• Goal
Render the lines below as a Markdown table with the columns No. and Text, numbering each row and skipping any blank lines. Leave out the pictures.

··· Record extracts ···

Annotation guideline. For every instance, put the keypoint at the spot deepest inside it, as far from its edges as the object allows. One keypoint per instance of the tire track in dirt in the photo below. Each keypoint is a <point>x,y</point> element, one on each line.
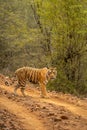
<point>29,121</point>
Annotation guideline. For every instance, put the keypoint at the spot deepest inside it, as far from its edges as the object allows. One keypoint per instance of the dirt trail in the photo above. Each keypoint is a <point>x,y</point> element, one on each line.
<point>35,113</point>
<point>30,122</point>
<point>59,102</point>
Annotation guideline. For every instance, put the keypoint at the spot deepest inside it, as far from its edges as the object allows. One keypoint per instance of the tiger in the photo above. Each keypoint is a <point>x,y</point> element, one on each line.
<point>38,76</point>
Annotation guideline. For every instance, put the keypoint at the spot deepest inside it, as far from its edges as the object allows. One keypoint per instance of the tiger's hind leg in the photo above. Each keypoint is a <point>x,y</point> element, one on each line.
<point>16,88</point>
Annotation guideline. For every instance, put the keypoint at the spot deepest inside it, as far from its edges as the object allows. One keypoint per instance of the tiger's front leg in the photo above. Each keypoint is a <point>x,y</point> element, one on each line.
<point>43,90</point>
<point>15,89</point>
<point>22,91</point>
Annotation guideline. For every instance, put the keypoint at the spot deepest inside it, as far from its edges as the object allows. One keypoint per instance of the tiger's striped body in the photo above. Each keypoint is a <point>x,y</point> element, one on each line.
<point>34,75</point>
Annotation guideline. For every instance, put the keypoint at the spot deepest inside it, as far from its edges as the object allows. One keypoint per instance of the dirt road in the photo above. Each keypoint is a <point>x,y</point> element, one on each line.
<point>35,113</point>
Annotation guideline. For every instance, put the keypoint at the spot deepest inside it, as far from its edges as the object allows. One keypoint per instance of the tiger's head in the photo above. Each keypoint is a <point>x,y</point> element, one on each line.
<point>52,73</point>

···

• Solution for this task
| No. | Text |
|---|---|
| 1 | Annotation guideline. For every instance, put the keypoint at the spot deepest inside it, as far from its edges as the object allows. One keypoint per instance of the tire track in dirt in the photo below. Each keypoint is a <point>x,y</point> element, one on each line. |
| 2 | <point>29,121</point> |
| 3 | Annotation guideline. For every instance, put the keypoint at the spot deepest inside it, as far from its edges as the object allows. One keypoint per instance of the dirt trail in the photo above. Each keypoint is a <point>x,y</point> element, one on each line. |
| 4 | <point>35,113</point> |
| 5 | <point>30,122</point> |
| 6 | <point>59,102</point> |
| 7 | Annotation guideline. For every instance, put the keypoint at the spot deepest inside it, as far from its edges as the object allows. One keypoint per instance of the tiger in the photo above. Each keypoint is a <point>x,y</point> element, one on each line. |
| 8 | <point>38,76</point> |
| 9 | Annotation guideline. For every instance, put the keypoint at the spot deepest inside it, as far from its edges as the object allows. One keypoint per instance of the tiger's hind leg in the photo above. Each keypoint is a <point>x,y</point> element, one on each line. |
| 10 | <point>16,88</point> |
| 11 | Annotation guideline. For every instance, put the keypoint at the spot deepest inside it, as far from its edges as the object allows. One keypoint per instance of the tiger's front leg in the photo above. Each keypoint is a <point>x,y</point> element, one on each line. |
| 12 | <point>43,90</point> |
| 13 | <point>15,89</point> |
| 14 | <point>22,91</point> |
| 15 | Annotation guideline. For every instance, put the keypoint at the spot deepest inside it, as far from its edges as the object allows. One keypoint per instance of the tiger's striped body in the photo above. Each keypoint is a <point>x,y</point> element, one on each line. |
| 16 | <point>34,75</point> |
| 17 | Annotation guideline. For every instance, put the keypoint at the spot deepest inside it, as far from its edges as the object allows. One keypoint per instance of the dirt road in the photo above. Each keypoint is a <point>x,y</point> element, one on each line. |
| 18 | <point>35,113</point> |
| 19 | Annotation guideline. For every instance, put the keypoint at the spot deepest inside it, as far from its edges as the object allows. One keypoint per instance of the tiger's head in the photo above. Each keypoint is a <point>x,y</point> element, one on each line. |
| 20 | <point>52,73</point> |